# [Parts of the exercise]
1 – In the passage on Holy Wisdom, who is the presenter of the second lecture in the "Values for a New World" series?
2 – List every vaccine-related activity that the passage on Holy Wisdom names as work people are involved in.
3 – Please reproduce the passage on Holy Wisdom word for word between "And this is" and "grace upon grace.", inclusive.

# [Excerpt provided]

------------

And this is not an abstract claim. This is observable in the flesh and blood care and compassion given and received between people, in countless acts of love and sacrifice that we have witnessed and participated in, testified to and received, from small individual gestures to the critical work of all the frontline health and long term caregivers for those who are sick and frail, to everyone involved in creating, testing, trialing and now administering vaccines; all of this, individual acts and collective systems of healthcare and compassion reveal and testify to God’s Word of love in the flesh for all to see. What a Christmas gift, God’s Word made flesh. It’s grace upon grace.

And so also the gift of Wisdom; how many are reviewing, writing, talking about, what we have learned from 2020? The lists of collective wisdom (and in some instances not so much) are many and varied, including recognizing again the critical importance of social programs of compassion, dismantling systemic barriers and creating economies of sustainability. As one example, the second in the current “Values for a New World” series of John Albert Hall lectures through the Centre for Studies in Religion and Society at UVic is this Thursday, with presenter Miroslav Wolf, titled “At home in the world?”. (The information is in our Crossroads Newsletter available by email and on our website.) No doubt Wolf will try to see and witness to what values we need for a new world that is better than the world of 2020 and before, better, more compassionate, equal, fair for the sake of those more vulnerable and for everyone. Within, and more than human wisdom and insight, the gift of Holy Wisdom’s counsel, like described in the readings, dwelling with us and all God’s children and her influence on “every people and nation” to save and heal and make whole God’s people and all creation, is a great and gracious gift and hope for the world. Oh, that we and all humanity hear and follow Holy Wisdom’s word and her wise counsel that is grace upon grace for the good of all and all the earth.

------------

(Photo-based referring expression data)
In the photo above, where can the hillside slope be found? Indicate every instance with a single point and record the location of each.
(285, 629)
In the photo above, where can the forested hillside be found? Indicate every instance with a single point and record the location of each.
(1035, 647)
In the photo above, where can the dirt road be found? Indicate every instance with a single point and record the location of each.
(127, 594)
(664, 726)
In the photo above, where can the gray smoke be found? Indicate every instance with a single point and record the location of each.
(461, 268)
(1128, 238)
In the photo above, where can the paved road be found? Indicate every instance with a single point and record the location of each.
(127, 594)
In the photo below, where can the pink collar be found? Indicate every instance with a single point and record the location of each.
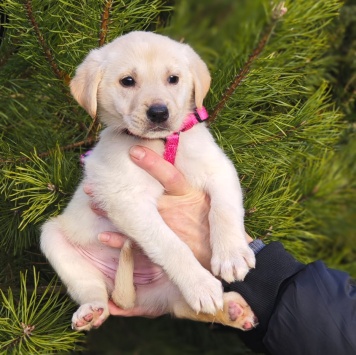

------------

# [Solutions by task]
1 – Miroslav Wolf

2 – creating, testing, trialing, administering

3 –
And this is not an abstract claim. This is observable in the flesh and blood care and compassion given and received between people, in countless acts of love and sacrifice that we have witnessed and participated in, testified to and received, from small individual gestures to the critical work of all the frontline health and long term caregivers for those who are sick and frail, to everyone involved in creating, testing, trialing and now administering vaccines; all of this, individual acts and collective systems of healthcare and compassion reveal and testify to God’s Word of love in the flesh for all to see. What a Christmas gift, God’s Word made flesh. It’s grace upon grace.